◆ **Your objective**
Output exactly the lines between the line that contains "Mark the water reflection, one" and the last line of the material, counting both.

◆ **Records for the exercise**
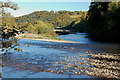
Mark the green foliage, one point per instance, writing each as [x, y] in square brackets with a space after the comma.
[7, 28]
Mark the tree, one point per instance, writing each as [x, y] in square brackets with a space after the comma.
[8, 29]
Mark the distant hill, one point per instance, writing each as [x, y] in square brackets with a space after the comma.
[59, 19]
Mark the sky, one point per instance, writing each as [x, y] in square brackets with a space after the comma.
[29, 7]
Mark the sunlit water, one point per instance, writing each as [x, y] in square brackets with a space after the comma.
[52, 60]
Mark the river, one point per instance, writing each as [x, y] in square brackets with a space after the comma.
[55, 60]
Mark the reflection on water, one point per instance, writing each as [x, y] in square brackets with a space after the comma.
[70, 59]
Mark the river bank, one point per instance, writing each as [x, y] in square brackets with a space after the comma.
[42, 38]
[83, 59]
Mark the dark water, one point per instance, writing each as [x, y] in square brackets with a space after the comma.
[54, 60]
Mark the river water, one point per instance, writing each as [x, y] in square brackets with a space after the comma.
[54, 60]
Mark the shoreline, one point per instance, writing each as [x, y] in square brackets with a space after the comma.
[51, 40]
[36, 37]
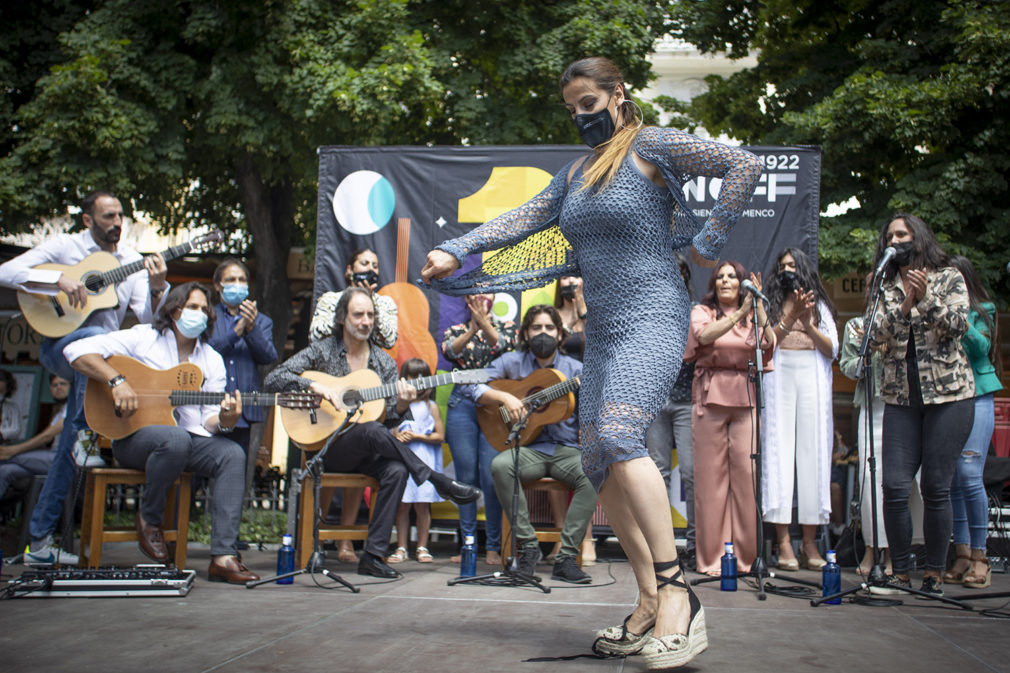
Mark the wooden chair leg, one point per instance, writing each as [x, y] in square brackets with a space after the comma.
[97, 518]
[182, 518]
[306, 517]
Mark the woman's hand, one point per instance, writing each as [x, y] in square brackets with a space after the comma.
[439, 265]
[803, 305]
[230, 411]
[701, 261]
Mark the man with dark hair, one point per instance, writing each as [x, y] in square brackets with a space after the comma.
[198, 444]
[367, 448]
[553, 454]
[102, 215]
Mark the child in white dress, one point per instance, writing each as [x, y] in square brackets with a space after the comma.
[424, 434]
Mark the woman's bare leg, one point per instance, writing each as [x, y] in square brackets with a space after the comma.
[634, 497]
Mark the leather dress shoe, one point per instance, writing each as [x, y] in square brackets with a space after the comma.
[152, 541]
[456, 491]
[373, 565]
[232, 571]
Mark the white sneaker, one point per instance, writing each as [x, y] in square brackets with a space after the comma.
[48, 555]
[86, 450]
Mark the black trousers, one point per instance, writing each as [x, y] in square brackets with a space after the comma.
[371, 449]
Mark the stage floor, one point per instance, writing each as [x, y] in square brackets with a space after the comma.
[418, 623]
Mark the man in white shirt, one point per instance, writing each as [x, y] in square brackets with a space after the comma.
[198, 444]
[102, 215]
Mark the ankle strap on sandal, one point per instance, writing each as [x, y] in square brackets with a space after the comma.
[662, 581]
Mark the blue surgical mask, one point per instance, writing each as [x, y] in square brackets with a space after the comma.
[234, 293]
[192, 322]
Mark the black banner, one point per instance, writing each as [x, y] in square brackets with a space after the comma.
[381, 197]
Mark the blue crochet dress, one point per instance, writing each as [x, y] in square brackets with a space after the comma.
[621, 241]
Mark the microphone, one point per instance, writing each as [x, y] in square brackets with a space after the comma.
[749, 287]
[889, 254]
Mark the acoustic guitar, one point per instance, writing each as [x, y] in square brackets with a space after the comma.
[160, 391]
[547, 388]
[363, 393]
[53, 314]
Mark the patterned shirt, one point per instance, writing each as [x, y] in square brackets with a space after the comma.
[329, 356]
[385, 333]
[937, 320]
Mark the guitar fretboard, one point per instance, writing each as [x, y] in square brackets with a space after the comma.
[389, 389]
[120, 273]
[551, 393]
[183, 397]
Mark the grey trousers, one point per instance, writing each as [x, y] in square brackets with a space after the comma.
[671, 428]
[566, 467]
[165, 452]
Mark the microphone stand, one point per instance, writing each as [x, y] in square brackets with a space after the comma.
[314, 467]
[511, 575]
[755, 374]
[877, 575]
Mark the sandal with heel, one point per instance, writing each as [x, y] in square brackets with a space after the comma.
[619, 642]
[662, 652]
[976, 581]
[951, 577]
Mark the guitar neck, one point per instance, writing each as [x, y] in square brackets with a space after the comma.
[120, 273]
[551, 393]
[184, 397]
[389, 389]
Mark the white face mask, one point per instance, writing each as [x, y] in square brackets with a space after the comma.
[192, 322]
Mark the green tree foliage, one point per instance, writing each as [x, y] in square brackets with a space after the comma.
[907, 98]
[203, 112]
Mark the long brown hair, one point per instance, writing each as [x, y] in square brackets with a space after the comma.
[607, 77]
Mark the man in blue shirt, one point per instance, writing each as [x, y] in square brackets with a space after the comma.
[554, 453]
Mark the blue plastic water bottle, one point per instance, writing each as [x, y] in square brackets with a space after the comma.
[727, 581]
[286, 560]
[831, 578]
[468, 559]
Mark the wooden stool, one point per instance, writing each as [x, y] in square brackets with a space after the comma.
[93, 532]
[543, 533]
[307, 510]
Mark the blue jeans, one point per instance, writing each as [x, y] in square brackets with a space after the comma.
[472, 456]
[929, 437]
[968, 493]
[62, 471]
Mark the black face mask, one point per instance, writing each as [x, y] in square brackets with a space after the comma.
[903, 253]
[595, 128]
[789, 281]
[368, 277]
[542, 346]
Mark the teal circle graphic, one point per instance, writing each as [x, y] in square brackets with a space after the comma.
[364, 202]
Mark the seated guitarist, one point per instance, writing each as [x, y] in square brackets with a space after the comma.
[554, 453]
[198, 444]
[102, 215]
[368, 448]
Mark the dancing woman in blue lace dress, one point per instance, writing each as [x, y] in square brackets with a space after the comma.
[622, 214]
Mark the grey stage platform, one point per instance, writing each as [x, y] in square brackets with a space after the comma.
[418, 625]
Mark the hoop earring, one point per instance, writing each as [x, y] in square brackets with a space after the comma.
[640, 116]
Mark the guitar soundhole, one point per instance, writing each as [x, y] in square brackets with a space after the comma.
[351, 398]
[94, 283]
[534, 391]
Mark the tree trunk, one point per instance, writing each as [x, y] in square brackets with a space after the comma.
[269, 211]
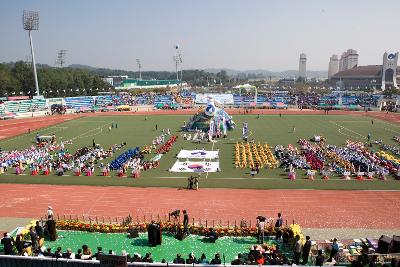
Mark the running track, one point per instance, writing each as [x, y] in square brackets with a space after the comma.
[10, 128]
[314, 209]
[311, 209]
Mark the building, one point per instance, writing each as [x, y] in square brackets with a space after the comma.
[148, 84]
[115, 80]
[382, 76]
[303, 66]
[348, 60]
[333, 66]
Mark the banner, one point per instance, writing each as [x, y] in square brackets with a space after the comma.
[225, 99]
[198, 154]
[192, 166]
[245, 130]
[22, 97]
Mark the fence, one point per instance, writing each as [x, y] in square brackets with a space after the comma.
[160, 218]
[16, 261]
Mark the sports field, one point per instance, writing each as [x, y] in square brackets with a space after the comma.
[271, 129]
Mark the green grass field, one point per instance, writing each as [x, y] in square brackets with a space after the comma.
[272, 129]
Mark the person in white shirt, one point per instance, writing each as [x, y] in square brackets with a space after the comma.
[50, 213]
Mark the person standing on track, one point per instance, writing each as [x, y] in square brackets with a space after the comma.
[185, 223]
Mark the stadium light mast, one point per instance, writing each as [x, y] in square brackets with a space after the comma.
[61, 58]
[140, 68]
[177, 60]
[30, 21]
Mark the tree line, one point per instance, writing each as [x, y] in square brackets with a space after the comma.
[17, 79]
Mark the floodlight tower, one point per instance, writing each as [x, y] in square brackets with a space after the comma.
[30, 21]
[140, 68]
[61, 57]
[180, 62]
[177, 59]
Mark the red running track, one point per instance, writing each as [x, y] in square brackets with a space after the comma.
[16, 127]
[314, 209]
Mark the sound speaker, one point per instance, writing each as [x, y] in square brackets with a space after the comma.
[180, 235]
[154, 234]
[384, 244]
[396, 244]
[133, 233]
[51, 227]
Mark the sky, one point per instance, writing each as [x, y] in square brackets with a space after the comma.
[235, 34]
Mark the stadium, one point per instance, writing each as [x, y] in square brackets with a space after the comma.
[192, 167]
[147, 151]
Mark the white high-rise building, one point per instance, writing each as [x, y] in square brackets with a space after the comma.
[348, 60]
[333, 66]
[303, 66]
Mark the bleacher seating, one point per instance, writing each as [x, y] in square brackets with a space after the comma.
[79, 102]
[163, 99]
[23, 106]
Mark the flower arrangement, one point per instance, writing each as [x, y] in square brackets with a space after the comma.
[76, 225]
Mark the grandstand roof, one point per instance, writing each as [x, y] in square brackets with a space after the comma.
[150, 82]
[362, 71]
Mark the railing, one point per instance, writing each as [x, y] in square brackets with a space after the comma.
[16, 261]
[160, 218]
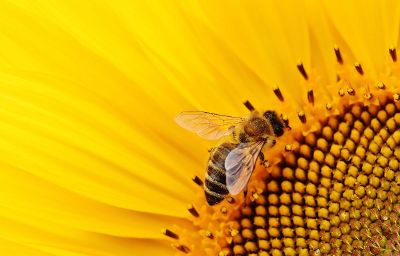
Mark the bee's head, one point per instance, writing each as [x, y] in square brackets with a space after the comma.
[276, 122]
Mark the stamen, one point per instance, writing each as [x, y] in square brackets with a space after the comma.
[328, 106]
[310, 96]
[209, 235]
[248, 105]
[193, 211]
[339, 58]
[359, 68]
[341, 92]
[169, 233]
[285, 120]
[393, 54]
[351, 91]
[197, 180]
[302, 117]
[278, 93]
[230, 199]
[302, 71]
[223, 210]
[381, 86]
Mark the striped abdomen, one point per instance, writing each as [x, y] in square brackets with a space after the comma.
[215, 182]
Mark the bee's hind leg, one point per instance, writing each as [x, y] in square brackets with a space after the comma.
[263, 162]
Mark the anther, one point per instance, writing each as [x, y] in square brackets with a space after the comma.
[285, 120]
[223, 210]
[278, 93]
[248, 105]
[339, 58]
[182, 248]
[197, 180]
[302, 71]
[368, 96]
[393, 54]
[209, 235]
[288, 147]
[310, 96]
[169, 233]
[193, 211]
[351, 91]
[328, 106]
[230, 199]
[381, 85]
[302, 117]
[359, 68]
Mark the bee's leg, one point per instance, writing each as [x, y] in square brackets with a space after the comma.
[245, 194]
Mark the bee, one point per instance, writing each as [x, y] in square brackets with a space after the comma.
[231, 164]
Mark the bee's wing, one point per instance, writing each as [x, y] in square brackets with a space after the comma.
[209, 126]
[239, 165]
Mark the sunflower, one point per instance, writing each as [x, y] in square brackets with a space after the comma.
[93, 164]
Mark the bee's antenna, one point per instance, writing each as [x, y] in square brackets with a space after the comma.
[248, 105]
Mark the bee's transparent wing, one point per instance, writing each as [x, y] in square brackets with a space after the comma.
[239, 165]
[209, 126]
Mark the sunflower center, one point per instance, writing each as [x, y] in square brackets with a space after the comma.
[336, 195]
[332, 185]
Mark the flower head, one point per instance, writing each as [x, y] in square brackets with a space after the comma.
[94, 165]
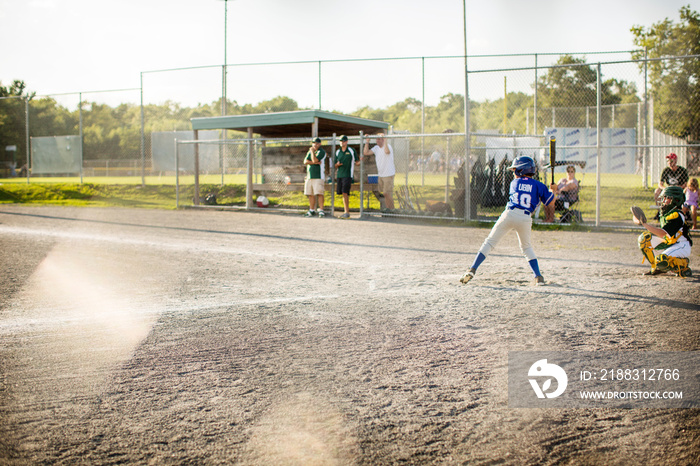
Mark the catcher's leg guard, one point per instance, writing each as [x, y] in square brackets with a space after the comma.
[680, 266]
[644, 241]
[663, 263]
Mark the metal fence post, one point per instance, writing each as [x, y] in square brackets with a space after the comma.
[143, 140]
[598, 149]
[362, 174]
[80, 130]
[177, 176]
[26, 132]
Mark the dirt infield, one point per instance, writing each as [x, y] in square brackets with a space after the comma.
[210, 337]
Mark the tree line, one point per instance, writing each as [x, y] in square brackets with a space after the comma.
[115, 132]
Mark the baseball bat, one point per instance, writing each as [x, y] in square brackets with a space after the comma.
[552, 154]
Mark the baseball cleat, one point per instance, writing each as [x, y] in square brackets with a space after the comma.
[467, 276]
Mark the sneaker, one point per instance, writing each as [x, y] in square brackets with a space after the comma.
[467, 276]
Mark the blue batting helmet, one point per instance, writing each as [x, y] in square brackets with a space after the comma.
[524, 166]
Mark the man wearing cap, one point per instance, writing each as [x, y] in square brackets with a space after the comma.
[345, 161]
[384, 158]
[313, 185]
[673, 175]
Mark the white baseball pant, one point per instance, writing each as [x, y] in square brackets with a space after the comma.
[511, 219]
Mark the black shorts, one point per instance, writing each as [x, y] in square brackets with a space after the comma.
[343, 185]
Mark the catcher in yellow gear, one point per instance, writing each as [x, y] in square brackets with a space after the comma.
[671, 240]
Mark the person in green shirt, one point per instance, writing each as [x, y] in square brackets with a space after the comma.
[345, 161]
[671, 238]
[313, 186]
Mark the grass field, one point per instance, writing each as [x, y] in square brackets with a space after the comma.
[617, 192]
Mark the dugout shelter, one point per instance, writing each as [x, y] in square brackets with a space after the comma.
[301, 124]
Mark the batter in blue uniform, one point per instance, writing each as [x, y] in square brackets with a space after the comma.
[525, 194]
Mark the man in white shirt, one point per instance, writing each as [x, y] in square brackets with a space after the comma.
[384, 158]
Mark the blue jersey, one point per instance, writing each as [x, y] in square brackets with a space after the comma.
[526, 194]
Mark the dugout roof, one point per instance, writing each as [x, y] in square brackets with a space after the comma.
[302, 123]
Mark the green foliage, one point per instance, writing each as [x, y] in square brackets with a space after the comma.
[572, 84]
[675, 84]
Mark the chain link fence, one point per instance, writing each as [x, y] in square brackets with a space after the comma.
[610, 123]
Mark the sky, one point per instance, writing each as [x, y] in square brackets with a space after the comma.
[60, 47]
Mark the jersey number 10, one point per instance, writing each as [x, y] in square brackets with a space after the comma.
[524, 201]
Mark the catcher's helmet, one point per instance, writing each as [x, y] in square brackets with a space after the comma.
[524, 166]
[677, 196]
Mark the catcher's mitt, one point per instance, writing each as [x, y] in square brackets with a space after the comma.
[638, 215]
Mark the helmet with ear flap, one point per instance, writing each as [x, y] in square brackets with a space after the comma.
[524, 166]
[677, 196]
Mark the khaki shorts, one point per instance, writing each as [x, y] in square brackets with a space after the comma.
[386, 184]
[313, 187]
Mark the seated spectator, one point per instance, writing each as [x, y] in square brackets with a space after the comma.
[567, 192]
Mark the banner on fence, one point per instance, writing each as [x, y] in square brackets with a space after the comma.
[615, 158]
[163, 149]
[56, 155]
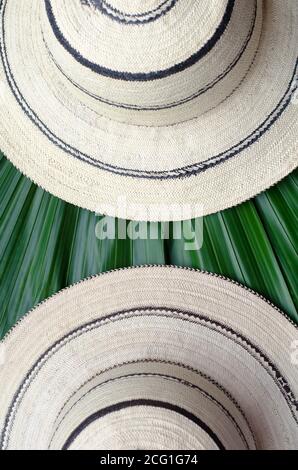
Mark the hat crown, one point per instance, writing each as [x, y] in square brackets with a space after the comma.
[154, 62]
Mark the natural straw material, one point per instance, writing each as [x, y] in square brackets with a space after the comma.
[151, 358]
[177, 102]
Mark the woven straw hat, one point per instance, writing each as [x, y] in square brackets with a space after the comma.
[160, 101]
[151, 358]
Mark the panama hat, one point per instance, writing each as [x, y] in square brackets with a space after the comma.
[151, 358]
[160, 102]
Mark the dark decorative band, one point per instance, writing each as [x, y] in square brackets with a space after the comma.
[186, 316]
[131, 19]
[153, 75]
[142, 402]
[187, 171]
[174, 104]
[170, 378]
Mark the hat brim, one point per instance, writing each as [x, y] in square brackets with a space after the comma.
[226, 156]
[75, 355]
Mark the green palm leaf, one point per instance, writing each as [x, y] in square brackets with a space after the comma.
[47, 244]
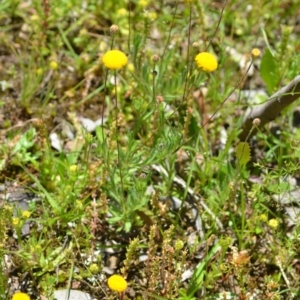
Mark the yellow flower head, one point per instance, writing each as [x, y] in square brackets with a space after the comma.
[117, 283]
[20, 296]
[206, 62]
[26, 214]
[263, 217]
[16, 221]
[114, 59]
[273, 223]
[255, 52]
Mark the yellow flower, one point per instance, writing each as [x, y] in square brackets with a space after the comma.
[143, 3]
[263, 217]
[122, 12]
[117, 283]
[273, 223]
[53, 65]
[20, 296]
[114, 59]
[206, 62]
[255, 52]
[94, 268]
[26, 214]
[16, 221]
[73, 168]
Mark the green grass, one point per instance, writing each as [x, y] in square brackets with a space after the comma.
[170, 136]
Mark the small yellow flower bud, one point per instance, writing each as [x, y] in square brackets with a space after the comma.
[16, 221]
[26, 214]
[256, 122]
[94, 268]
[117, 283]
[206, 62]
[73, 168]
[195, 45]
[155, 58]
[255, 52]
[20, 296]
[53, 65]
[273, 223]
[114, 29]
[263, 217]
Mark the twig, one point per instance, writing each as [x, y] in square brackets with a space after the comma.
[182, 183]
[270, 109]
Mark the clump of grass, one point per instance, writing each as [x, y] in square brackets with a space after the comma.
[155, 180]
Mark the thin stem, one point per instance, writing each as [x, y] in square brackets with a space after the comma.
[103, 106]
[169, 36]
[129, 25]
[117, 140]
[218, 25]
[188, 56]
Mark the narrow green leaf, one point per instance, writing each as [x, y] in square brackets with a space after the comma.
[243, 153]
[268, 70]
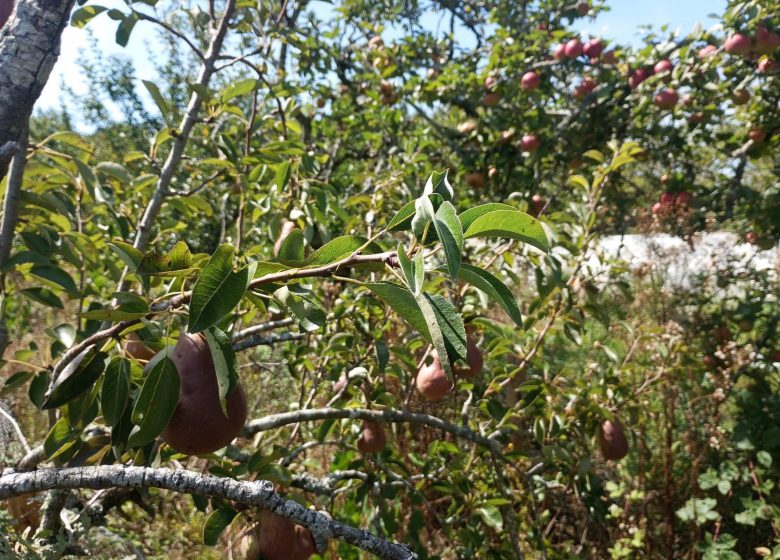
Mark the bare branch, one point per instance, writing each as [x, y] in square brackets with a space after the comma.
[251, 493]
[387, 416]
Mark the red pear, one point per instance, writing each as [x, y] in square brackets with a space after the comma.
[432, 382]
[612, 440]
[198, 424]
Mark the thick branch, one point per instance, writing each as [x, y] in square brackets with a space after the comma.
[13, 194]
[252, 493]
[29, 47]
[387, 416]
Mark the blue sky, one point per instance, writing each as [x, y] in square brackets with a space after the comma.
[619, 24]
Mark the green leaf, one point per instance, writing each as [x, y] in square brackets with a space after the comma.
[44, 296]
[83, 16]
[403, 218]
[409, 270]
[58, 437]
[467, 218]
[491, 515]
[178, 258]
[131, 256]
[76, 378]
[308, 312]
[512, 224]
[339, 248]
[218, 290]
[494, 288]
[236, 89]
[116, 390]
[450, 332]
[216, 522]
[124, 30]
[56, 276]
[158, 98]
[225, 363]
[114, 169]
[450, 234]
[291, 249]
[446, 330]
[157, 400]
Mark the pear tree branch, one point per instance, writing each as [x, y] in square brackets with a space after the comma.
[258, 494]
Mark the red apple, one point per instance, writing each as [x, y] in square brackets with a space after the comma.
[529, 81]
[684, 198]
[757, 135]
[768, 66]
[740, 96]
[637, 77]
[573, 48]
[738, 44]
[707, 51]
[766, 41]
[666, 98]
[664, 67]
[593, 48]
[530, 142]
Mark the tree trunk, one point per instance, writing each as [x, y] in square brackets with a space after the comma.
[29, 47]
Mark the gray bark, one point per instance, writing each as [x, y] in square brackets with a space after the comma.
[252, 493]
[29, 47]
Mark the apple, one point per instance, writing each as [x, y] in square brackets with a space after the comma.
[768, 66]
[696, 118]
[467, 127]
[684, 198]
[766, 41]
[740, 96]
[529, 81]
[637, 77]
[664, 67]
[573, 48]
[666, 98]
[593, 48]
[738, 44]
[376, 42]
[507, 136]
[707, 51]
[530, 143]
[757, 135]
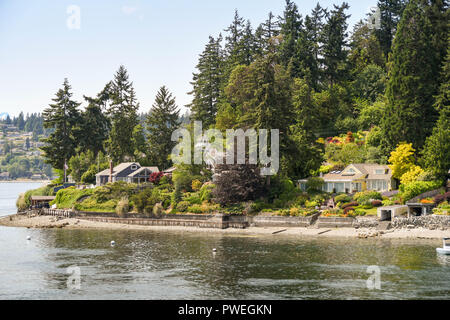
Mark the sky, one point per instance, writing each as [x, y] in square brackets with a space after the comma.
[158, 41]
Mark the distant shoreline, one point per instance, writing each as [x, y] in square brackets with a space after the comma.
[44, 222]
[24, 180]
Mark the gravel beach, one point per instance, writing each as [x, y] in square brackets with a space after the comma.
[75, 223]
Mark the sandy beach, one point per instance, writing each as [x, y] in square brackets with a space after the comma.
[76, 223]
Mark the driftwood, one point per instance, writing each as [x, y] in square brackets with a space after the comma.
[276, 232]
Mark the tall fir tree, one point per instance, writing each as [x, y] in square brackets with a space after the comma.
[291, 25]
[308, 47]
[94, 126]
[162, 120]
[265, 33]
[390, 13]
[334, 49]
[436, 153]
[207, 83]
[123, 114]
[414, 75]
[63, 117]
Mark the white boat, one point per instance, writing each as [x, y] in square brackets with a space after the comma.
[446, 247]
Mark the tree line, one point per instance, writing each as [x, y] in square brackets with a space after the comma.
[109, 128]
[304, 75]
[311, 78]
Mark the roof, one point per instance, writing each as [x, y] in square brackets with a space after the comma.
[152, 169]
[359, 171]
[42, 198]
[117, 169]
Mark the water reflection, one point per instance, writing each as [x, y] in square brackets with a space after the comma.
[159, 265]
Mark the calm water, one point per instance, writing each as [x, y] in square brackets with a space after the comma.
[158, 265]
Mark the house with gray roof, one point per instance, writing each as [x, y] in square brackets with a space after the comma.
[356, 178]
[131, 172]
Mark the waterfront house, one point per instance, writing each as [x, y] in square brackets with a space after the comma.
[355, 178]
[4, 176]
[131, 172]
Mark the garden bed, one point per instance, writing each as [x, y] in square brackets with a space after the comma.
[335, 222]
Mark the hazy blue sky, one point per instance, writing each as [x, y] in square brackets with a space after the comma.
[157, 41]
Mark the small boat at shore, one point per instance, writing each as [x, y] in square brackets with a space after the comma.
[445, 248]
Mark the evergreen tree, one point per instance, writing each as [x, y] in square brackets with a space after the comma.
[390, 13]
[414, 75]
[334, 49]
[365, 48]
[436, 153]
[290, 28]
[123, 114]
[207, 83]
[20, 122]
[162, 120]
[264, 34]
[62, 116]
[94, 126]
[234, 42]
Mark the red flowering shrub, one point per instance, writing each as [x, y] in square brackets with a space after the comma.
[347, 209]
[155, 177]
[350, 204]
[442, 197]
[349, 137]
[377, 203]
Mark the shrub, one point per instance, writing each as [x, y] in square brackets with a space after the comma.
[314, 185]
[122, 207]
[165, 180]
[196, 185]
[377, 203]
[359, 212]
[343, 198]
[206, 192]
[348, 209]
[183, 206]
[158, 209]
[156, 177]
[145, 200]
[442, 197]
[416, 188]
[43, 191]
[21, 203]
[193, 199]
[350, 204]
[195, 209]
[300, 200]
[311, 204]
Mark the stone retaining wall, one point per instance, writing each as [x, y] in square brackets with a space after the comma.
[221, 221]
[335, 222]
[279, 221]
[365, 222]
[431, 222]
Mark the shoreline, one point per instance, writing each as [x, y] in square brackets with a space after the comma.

◆ **Reply**
Mark the water reflection, one point per instance, writing each as [x, y] in square brackets with a space after the comma.
[159, 265]
Mark the calm water, one point per instance, writing each as [x, y] in square brackets with a space after the comma.
[158, 265]
Mark the house with gray roof, one point per instance, writing each as [x, y] in square brackets with a space after the comma.
[356, 178]
[131, 172]
Mark the waterfront house, one point per instance, writing each as [x, y] in square brackets with a space after the comma.
[355, 178]
[4, 176]
[131, 172]
Mark the garden bed, one point per instance, writing each as [x, y] in square brackets with a space after the comma.
[335, 222]
Mark the hazy blue sky, one point per instance, writing each as [x, y] in square brackets with a space after the comma.
[157, 41]
Mark the small boat at shore, one point per instance, writing each as [x, y] in square brackets with a space after the comma.
[445, 248]
Mark the evergreen tree, one point per instance, writing each as [x, y] in square brackets with a space after the comma.
[390, 13]
[414, 75]
[334, 49]
[365, 48]
[436, 153]
[290, 28]
[123, 114]
[207, 83]
[20, 122]
[162, 120]
[264, 34]
[62, 116]
[94, 126]
[234, 42]
Mark the red flowering shrub, one point per instance, writing each as [x, y] in square brackets with a space after the comma.
[347, 209]
[155, 177]
[350, 204]
[442, 197]
[349, 137]
[377, 203]
Mark the shrub, one point per instance, writing each as [x, y] in square brackets with a space after the comma.
[314, 185]
[122, 207]
[165, 180]
[196, 185]
[377, 203]
[359, 212]
[343, 198]
[206, 192]
[348, 209]
[183, 206]
[158, 209]
[156, 177]
[145, 200]
[442, 197]
[416, 188]
[43, 191]
[21, 203]
[193, 199]
[350, 204]
[195, 209]
[300, 200]
[311, 204]
Mark the stone retaining wall, one point per instance, writing each as [x, y] in square brackets with a space after the comma.
[221, 221]
[335, 222]
[279, 221]
[365, 222]
[431, 222]
Mark the shoreline, one point per instance, writing each as [x, y] in square brackets with a space after the comma.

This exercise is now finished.